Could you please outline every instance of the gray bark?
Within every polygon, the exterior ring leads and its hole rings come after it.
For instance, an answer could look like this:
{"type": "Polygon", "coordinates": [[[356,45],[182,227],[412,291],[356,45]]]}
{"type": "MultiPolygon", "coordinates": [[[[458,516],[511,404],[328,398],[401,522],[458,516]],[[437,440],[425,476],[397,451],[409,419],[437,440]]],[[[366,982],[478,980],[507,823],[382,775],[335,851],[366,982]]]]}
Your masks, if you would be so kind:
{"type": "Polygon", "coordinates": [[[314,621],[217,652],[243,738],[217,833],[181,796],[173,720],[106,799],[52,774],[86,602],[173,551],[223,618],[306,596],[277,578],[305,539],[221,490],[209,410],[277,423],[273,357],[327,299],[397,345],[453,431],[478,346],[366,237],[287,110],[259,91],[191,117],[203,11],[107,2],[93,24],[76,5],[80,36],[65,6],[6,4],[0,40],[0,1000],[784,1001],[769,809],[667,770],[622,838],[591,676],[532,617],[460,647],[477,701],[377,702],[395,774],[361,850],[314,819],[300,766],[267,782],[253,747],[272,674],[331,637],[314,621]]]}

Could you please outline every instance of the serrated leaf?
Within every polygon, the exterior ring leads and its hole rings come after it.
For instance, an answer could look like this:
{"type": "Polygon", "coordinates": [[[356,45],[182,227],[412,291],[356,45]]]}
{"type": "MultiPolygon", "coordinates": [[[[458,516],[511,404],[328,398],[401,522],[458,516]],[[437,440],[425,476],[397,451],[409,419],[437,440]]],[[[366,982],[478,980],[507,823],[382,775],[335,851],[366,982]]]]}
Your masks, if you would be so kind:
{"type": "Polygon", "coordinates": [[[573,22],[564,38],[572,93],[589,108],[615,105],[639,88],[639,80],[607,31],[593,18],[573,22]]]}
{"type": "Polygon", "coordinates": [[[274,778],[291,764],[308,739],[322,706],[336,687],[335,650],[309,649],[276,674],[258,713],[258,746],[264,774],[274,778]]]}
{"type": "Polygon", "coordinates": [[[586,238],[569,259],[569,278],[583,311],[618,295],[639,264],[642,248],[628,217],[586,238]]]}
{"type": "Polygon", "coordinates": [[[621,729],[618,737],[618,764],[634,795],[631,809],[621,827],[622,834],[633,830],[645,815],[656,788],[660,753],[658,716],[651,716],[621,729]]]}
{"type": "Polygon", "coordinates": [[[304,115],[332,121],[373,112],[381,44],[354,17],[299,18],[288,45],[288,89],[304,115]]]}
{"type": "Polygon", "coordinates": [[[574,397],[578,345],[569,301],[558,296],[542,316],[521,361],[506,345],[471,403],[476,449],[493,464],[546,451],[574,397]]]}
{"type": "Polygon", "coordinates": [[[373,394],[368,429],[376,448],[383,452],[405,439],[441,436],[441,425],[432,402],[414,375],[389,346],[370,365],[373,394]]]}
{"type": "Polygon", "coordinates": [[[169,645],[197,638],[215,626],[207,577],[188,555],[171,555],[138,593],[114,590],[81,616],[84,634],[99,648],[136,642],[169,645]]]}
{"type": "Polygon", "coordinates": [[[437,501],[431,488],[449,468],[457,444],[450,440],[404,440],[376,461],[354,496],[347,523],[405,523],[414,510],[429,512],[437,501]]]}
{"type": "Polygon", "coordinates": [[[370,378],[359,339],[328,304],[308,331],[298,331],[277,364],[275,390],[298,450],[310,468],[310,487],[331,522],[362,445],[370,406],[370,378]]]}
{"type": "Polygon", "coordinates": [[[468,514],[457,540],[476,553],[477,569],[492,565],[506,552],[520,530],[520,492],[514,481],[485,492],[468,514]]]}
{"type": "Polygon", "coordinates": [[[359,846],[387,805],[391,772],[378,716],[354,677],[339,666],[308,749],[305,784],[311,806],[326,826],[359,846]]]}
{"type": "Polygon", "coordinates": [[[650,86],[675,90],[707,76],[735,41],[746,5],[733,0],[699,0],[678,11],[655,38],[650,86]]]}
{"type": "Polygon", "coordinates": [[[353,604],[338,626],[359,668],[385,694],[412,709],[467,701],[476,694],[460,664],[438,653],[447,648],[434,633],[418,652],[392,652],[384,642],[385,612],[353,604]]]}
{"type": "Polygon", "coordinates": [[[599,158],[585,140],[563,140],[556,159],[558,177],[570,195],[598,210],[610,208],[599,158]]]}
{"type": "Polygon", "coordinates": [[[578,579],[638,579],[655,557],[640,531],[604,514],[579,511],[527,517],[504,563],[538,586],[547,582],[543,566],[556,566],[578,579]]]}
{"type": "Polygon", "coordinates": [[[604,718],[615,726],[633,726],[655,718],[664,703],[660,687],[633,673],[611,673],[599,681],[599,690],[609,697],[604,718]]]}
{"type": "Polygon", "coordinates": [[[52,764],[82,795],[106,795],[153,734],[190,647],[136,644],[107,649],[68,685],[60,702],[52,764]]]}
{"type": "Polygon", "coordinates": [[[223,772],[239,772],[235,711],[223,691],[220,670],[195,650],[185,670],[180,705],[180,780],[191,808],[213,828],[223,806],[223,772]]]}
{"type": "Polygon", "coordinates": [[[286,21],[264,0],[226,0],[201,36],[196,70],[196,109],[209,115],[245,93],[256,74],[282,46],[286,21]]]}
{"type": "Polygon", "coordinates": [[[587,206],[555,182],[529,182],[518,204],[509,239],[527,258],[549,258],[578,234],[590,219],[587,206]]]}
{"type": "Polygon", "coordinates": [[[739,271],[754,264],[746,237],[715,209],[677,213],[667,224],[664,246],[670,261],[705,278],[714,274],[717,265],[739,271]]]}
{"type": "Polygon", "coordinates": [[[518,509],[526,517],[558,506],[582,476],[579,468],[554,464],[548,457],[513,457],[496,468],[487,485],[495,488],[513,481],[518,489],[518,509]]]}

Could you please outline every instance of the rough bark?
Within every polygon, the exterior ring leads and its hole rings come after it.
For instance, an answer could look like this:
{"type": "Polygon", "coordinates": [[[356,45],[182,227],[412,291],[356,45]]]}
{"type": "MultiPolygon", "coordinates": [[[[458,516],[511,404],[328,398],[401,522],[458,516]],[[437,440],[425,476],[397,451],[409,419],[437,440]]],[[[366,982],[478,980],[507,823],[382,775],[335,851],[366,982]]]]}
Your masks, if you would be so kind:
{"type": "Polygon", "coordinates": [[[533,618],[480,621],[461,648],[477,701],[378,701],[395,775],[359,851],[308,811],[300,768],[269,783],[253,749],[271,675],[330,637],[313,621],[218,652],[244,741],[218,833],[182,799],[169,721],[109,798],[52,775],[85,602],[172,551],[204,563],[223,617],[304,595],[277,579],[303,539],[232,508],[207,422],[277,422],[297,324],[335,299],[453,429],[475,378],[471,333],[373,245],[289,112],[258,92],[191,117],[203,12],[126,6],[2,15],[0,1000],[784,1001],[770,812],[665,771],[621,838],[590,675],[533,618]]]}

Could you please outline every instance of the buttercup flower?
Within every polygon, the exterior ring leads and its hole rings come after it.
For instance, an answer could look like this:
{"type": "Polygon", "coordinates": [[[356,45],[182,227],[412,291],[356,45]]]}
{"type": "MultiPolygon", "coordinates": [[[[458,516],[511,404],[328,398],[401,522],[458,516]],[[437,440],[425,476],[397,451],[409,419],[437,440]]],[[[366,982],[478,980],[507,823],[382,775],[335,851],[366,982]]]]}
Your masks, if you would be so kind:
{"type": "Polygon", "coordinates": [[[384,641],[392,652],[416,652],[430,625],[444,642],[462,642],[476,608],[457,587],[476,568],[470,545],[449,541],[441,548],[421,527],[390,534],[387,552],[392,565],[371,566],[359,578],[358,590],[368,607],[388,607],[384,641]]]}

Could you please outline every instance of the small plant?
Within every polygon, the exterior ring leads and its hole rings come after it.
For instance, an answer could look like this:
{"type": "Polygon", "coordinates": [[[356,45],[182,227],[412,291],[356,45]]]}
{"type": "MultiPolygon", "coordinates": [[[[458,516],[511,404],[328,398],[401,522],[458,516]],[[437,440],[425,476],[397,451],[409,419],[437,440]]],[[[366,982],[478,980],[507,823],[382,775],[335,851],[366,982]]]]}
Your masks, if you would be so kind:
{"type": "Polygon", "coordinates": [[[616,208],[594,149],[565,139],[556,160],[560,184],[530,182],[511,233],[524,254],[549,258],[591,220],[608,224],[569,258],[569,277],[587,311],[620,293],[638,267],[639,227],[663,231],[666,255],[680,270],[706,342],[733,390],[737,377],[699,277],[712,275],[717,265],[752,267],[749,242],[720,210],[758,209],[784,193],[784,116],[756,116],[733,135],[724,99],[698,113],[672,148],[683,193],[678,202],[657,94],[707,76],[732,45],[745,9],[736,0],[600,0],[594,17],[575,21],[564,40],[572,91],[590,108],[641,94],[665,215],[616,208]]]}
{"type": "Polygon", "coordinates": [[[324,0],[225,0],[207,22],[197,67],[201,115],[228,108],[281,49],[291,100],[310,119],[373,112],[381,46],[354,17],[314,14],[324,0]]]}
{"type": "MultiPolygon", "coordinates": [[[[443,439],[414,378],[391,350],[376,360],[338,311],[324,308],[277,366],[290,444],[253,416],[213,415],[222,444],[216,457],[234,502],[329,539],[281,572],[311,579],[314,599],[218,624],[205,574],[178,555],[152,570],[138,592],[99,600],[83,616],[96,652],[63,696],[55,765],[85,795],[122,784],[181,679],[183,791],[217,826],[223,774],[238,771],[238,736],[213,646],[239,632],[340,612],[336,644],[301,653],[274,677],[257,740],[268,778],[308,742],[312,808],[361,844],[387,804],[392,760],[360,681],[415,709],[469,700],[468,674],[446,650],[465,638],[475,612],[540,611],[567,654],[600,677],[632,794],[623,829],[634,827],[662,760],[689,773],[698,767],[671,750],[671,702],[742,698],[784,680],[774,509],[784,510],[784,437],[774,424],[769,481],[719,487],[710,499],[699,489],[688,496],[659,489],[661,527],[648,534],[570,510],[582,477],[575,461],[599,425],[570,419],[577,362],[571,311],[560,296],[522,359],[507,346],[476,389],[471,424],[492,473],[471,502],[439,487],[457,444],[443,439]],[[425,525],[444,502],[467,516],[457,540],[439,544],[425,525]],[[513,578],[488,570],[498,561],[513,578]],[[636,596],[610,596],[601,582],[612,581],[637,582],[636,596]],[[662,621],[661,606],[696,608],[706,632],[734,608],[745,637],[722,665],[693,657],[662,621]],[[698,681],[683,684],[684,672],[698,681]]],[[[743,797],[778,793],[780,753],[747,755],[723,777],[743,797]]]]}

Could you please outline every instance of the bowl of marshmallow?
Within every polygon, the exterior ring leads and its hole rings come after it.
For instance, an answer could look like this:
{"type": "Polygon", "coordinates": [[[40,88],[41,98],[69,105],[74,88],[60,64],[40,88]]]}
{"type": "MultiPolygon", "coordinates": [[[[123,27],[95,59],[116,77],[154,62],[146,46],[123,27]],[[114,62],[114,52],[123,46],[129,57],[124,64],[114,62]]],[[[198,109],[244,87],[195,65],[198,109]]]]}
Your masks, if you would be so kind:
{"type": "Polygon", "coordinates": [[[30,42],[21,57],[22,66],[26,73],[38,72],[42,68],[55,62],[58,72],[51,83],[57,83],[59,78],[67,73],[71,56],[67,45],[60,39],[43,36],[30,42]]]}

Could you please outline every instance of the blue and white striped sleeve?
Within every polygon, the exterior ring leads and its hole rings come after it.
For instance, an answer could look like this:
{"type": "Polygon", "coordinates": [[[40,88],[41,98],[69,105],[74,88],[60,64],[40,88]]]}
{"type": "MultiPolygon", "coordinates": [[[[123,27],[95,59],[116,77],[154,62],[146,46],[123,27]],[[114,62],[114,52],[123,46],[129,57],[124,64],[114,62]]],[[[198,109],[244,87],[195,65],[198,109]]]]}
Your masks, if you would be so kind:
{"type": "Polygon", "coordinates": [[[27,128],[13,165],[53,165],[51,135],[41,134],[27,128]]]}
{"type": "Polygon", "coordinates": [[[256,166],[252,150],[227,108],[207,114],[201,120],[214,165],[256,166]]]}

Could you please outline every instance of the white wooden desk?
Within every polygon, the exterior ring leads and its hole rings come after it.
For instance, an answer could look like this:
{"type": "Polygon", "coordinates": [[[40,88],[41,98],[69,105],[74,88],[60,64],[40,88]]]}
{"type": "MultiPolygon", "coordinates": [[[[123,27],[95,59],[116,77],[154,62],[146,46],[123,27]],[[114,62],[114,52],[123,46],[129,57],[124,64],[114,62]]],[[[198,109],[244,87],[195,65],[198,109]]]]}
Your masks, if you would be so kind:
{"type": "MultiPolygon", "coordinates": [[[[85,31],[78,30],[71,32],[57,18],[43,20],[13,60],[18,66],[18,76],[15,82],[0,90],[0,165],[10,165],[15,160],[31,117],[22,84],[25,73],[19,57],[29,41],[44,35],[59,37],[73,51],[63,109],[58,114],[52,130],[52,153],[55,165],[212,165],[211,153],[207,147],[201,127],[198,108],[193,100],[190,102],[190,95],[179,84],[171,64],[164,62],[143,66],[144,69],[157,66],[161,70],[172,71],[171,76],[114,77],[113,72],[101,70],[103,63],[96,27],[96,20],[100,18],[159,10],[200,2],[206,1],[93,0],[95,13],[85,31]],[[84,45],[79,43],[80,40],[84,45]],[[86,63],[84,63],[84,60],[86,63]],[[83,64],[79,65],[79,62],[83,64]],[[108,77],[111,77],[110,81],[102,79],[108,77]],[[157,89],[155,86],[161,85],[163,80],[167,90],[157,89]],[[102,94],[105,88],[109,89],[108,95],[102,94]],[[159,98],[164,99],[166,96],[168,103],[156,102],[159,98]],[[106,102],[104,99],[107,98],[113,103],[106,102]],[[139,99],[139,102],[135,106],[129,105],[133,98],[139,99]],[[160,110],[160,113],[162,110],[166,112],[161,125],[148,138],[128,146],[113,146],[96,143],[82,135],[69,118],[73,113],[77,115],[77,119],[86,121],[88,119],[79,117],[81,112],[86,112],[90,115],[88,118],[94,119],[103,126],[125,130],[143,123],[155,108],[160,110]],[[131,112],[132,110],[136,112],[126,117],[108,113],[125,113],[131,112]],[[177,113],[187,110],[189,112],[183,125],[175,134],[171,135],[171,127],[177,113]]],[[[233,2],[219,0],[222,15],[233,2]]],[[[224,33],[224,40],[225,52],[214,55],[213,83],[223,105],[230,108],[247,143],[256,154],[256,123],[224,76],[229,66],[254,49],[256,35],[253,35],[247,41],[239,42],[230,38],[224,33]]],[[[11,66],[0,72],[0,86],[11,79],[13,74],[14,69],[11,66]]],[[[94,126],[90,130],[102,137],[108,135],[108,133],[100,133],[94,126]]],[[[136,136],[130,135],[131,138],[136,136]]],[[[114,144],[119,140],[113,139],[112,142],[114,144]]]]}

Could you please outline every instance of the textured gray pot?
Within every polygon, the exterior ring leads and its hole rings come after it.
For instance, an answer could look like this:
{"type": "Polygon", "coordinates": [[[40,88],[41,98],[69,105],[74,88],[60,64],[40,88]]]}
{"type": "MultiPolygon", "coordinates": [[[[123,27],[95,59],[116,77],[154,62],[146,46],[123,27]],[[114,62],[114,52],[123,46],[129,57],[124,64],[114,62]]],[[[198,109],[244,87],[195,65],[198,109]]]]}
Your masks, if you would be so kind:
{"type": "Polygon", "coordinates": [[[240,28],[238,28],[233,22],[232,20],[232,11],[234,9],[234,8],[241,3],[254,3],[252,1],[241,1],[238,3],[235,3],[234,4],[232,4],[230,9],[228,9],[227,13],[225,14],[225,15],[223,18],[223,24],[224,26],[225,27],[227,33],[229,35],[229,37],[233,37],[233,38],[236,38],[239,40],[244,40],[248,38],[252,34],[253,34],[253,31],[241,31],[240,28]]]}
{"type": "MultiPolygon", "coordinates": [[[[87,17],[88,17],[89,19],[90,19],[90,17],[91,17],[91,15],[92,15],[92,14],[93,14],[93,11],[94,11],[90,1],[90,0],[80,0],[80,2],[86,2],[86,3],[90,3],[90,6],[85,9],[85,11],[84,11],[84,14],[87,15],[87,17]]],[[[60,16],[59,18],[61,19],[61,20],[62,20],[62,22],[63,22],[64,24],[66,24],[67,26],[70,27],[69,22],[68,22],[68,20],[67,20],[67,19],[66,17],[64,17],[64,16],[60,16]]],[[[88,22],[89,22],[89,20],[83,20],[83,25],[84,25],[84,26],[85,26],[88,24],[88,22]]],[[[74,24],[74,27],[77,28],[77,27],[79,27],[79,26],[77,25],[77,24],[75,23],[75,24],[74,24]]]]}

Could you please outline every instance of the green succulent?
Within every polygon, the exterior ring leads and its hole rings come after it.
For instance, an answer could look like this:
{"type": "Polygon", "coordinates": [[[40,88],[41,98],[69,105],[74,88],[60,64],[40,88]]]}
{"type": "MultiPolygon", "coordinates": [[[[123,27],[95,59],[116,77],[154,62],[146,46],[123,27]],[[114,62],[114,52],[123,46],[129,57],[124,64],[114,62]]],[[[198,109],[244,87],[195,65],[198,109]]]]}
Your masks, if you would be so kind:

__________________________________________________

● Exercise description:
Only the lines from the one with "Could you please outline every instance of the green" through the end of the material are wanted; copy them exactly, both ends included.

● Response:
Could you please outline every instance of the green succulent?
Within every polygon, the exterior ring leads and its hole rings come after it.
For instance, an answer could look like this:
{"type": "Polygon", "coordinates": [[[40,88],[41,98],[69,105],[74,88],[60,64],[40,88]]]}
{"type": "MultiPolygon", "coordinates": [[[[123,27],[95,59],[116,77],[154,62],[146,46],[123,27]],[[114,62],[114,52],[123,46],[129,57],[124,64],[114,62]]],[[[198,109],[244,87],[195,65],[198,109]]]]}
Your masks, if you would be so kind:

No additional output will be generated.